A block of data:
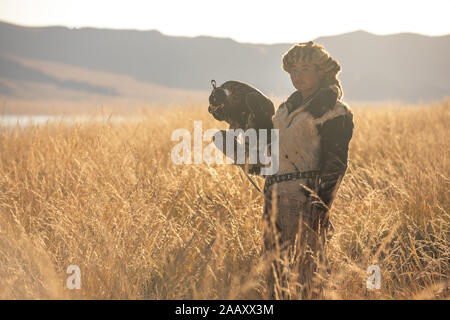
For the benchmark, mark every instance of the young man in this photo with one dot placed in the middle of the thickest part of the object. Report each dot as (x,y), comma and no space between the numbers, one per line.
(315,129)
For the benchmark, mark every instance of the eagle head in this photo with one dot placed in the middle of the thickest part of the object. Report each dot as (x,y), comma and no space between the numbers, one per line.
(217,101)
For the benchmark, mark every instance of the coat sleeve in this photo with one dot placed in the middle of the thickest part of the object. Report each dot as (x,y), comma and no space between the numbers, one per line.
(335,134)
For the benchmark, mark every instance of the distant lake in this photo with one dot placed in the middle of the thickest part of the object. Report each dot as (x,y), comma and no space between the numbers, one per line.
(12,120)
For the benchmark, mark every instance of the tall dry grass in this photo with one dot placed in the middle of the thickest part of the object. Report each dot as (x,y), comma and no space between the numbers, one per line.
(108,198)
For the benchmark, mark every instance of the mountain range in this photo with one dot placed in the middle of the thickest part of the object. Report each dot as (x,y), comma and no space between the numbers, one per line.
(39,62)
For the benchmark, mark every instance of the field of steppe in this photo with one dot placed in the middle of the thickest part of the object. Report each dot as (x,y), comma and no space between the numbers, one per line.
(106,197)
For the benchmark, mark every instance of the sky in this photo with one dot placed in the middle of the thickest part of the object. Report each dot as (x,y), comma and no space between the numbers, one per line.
(242,20)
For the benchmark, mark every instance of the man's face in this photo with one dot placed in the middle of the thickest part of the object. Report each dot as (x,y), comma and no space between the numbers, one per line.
(305,76)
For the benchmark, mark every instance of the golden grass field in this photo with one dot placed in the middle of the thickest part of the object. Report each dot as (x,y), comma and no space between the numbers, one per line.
(108,198)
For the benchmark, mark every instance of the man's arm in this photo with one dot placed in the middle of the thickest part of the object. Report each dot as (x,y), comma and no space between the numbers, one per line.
(335,136)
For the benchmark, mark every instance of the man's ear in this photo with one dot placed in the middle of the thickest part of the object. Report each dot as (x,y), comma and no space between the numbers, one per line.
(321,73)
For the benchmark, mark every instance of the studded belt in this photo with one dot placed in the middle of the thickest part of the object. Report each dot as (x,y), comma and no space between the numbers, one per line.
(270,180)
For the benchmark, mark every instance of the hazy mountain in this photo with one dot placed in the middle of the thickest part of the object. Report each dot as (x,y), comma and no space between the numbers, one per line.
(400,66)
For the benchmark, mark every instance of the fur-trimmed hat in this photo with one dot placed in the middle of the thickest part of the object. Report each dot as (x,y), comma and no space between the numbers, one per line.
(314,53)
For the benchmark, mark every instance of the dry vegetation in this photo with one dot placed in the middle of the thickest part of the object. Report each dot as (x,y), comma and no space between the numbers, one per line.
(108,198)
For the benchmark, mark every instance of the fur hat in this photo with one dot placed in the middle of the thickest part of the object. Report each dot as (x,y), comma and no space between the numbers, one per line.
(316,54)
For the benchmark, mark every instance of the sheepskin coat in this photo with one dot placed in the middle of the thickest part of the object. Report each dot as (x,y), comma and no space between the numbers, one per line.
(310,138)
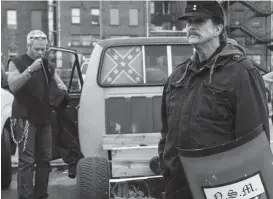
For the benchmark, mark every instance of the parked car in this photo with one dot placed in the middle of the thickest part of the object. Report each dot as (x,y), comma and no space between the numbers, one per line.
(119,116)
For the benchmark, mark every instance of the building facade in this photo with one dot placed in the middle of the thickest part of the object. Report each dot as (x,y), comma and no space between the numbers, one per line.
(83,23)
(80,24)
(249,23)
(18,18)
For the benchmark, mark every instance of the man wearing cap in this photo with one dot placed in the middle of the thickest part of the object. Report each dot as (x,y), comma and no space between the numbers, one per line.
(29,80)
(214,97)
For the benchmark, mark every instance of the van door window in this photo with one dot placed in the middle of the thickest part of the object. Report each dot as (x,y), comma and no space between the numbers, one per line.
(180,53)
(122,66)
(65,64)
(156,64)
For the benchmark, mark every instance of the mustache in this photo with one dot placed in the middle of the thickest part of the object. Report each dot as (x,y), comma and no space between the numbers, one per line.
(193,32)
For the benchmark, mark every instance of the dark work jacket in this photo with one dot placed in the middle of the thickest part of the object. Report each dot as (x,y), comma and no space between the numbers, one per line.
(32,100)
(208,105)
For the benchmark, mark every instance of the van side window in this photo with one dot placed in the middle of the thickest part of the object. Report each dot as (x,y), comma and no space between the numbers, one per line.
(156,64)
(122,66)
(180,53)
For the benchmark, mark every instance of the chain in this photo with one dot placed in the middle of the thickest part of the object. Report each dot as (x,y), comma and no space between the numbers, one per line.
(25,133)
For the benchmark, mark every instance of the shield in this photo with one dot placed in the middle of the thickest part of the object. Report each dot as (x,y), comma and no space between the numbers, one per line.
(241,169)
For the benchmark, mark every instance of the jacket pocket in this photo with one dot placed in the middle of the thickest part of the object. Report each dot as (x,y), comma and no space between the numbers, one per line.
(215,103)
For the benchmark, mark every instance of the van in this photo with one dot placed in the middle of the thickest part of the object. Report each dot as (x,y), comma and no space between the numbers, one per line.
(119,116)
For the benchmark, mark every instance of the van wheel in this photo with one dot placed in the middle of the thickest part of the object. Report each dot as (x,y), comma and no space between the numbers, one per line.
(93,178)
(6,170)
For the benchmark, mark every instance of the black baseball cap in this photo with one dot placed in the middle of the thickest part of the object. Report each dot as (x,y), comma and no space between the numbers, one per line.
(203,9)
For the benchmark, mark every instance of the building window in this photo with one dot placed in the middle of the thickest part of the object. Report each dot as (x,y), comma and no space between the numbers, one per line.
(75,15)
(166,7)
(152,7)
(256,24)
(95,16)
(84,40)
(241,40)
(12,19)
(114,16)
(133,17)
(12,53)
(36,20)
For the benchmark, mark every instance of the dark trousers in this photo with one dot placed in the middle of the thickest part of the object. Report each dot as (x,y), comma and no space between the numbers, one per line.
(37,149)
(176,186)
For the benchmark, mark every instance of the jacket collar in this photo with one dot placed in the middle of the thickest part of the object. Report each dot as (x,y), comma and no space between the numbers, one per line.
(218,59)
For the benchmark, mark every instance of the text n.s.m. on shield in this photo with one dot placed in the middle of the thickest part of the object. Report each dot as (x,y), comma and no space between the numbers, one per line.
(251,187)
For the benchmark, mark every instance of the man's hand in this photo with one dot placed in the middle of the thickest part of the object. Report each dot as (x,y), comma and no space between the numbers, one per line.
(36,65)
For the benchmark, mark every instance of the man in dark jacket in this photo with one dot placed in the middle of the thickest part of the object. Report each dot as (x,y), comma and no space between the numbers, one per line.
(212,98)
(29,80)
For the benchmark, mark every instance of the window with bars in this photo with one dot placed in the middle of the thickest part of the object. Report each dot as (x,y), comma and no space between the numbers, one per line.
(36,20)
(133,17)
(114,16)
(75,15)
(12,19)
(95,16)
(152,7)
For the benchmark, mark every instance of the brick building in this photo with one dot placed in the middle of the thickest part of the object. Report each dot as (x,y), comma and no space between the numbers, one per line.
(85,22)
(17,19)
(79,24)
(248,22)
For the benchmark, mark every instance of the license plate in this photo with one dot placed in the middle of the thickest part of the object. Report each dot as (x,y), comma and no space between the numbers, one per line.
(251,187)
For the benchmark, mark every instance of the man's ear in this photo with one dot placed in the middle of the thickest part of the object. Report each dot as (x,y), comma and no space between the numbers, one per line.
(219,28)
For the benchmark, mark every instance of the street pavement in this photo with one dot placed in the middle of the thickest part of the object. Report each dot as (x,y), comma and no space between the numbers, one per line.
(60,185)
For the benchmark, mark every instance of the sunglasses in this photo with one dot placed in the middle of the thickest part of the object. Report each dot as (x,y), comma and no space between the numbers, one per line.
(196,20)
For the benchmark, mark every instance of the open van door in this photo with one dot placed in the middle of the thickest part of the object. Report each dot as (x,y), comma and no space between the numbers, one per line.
(65,120)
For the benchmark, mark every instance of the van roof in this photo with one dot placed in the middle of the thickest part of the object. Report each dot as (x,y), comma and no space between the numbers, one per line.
(142,41)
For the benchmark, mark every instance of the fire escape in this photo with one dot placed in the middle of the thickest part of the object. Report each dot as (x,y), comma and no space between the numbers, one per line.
(256,38)
(258,13)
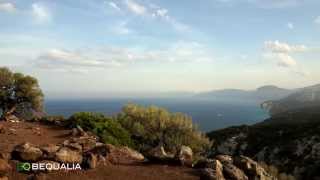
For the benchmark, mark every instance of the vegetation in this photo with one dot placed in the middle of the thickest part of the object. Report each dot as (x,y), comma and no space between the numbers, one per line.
(287,140)
(19,95)
(108,129)
(275,172)
(153,126)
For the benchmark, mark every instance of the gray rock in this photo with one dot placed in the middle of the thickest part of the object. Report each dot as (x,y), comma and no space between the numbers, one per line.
(27,152)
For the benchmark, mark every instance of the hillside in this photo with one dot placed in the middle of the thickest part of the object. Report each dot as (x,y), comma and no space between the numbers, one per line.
(259,95)
(290,141)
(38,134)
(302,98)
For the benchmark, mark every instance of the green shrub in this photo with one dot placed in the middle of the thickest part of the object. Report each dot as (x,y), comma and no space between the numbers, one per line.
(153,126)
(108,129)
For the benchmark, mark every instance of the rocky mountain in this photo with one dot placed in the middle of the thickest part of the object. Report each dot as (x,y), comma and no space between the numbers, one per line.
(290,141)
(261,94)
(302,98)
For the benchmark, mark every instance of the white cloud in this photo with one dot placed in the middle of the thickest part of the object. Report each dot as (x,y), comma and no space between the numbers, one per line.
(7,7)
(91,59)
(265,3)
(281,52)
(317,20)
(114,6)
(41,13)
(285,60)
(63,60)
(156,12)
(280,47)
(135,7)
(121,28)
(290,25)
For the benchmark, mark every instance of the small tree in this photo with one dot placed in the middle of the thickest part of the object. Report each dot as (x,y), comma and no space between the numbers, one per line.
(153,126)
(20,95)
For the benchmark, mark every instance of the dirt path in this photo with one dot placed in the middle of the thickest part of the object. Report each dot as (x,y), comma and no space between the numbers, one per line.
(39,134)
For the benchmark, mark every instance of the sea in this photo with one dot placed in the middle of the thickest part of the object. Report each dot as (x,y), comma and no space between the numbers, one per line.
(207,114)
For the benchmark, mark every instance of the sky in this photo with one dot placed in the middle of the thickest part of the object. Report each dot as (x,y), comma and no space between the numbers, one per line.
(120,47)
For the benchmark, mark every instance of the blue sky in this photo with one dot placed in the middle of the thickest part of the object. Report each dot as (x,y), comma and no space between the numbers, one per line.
(119,47)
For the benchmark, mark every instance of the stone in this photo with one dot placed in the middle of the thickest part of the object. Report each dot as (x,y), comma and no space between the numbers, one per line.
(209,174)
(232,172)
(2,129)
(91,161)
(53,163)
(214,171)
(159,154)
(205,163)
(4,178)
(49,150)
(66,155)
(252,168)
(185,156)
(4,167)
(224,159)
(5,156)
(12,118)
(123,155)
(27,152)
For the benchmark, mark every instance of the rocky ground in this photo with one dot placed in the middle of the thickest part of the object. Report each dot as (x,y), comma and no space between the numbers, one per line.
(35,142)
(13,134)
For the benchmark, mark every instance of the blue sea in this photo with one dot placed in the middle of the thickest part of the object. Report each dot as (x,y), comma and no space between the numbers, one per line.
(208,114)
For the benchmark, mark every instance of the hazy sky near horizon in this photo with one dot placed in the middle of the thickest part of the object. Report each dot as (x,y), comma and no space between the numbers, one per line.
(104,47)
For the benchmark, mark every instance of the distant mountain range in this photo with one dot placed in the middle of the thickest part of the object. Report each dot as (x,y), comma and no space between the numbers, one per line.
(260,95)
(300,98)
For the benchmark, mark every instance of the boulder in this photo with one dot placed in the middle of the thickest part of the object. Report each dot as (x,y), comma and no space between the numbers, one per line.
(73,145)
(27,152)
(66,155)
(205,163)
(215,172)
(85,142)
(12,118)
(252,168)
(231,172)
(91,161)
(4,167)
(53,163)
(49,150)
(225,159)
(185,156)
(5,156)
(2,129)
(100,149)
(123,155)
(159,154)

= Exercise goal =
Starting from the line with "For the benchmark, mark every instance of the rocky ground" and ending with the final line of the data, quote every line exactly, both ends included.

= Exercise response =
For the benchmark, mark every instance of the rocky ground in this photo with one dot placed in the middle of the thickest part of the object. Report each dot as (x,y), comma and no space between the numbers, one per line.
(35,142)
(13,134)
For the benchmark, mark every instance of the blue sea in this photo with one dot placed in the middle of the thickest part of the object. Report each dot as (x,y), comma and no space between the numbers, one per line.
(208,114)
For the benchmark, mark every instance of the hazy sky near horizon in this photo with one dot placed in the middle of the thickest part of the object. Report each dot as (x,y), comma and no space between the numbers, one per line.
(104,47)
For the benchmark, mark every instance of the distant mountain range in this photo with one dot placed in the middle of the thickest part of the object. Report each dot as (x,y), comma and no space between the numbers, one per line.
(260,95)
(300,98)
For the benchmark, mark every instance of the boulder in this photo with one dot placed in the middle of the thickest part of the object. Report each dot as (x,y), comma and no space between the numbers, one per line.
(73,145)
(27,152)
(66,155)
(205,163)
(215,172)
(85,142)
(12,118)
(252,168)
(231,172)
(91,161)
(4,167)
(53,163)
(49,150)
(225,159)
(185,156)
(5,156)
(2,129)
(100,149)
(123,155)
(159,154)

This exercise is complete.